◆ **実施課題**
1: 本文抜粋にある一文「愛の反対は憎しみではなく無関心だと、よく言ったものだと思う。」を英語に訳してください。
2: エントリのうち、文字列「small」を含む行をすべて集めてください。大文字と小文字は区別するものとします。

綾

オッペンハイマーの綾のネタバレレビュー・内容・結末

オッペンハイマー(2023年製作の映画)
5.0

このレビューはネタバレを含みます

ノーラン監督最新作ー🔥と気合いを入れて原作を読んでおいてよかった。そうでなければ私にはサッパリだった。

原作を読んだとき、結局オッペンハイマーが何を思いどう感じたのか何もわからなかった…… と、その人となりの複雑さばかり印象に残ったのだけど、本作を観て、より立体的に彼を感じられてよかった。より理解や想像ができたという意味ではなくて、その複雑さや曖昧さが具現化されたというか。より生身の人間として、少しだけ、彼に近づけた気がした。

思えばオッペンハイマーに限らず、誰のことも本当には理解なんてできないよなあ、とも。


原爆投下はこんなにも「どうでもいい相手」としてなされたと知らなくて、ショックだった。ナチスとの競争によって開発され、ロシア(ソ連)との競争を見据えて落とされた。こんなにも、蚊帳の外だったなんて。戦争を終わらせるためですらなかった。

こうの史代さんの『夕凪の街 桜の国』にあった台詞、「わかっているのは『死ねばいい』と誰かに思われたということ」を思い出した。
「嬉しい? 十年経ったけど、原爆を落とした人はわたしを見て『やった!またひとり殺せた』とちゃんと思うてくれとる?」

日本だって原爆を開発していたということ(それ自体は決して誇れることではないけれど)アメリカは想像すらしていなくて、ただただくやしい。

愛の反対は憎しみではなく無関心だと、よく言ったものだと思う。

映画を観てしばらく経ってからふと思ったのだけど、ストローズと日本は、少しだけ似ているのかもしれない。この物語において、当人たちが思っている以上に部外者だったという意味で。


ただ、本作は(原作含め)原爆とその開発にまつわる物語ではなくて。あくまでJ・ロバート・オッペンハイマーという一人の人間についての物語。すごく頭の良い、たまたま原爆開発に携わった、普通の。

そして、表面上はとても主観的だけど実は客観に徹した映画だと思った。ストローズ視点のモノクロパートを除き、ほとんど原作にあることしか描かれていなくて。その「解釈のなさ」がとても誠実だった。

◆ **提供データ**

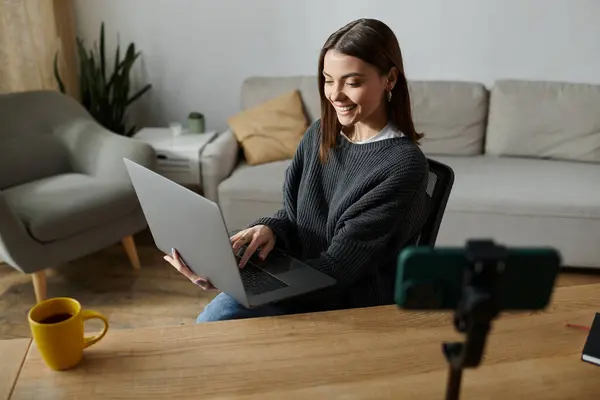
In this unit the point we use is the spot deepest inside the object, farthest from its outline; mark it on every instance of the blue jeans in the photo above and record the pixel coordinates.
(224, 307)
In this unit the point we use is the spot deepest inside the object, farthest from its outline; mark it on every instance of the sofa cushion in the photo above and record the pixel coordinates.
(524, 186)
(252, 192)
(452, 115)
(545, 119)
(272, 130)
(259, 89)
(60, 206)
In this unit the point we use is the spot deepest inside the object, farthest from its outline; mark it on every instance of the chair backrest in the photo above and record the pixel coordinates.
(439, 186)
(29, 149)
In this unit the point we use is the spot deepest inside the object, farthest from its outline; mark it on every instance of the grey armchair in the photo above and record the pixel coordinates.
(64, 189)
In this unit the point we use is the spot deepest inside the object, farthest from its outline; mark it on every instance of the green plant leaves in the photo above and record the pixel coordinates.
(106, 100)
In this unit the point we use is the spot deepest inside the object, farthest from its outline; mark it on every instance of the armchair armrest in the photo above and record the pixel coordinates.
(16, 246)
(96, 151)
(218, 160)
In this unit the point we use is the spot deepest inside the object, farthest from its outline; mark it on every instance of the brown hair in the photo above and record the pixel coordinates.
(375, 43)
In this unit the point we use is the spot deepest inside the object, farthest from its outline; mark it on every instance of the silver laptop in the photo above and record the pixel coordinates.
(182, 219)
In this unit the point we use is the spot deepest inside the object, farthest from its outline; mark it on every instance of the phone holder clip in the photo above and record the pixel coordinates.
(476, 310)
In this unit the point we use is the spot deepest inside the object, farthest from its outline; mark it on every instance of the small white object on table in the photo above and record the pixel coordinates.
(178, 157)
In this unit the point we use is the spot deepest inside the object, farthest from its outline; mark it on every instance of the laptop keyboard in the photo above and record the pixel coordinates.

◆ **各課題の解答**
1: I think it is well said that the opposite of love is not hatred but indifference.

2:
In this unit the point we use is the spot deepest inside the object, farthest from its outline; mark it on every instance of the small white object on table in the photo above and record the pixel coordinates.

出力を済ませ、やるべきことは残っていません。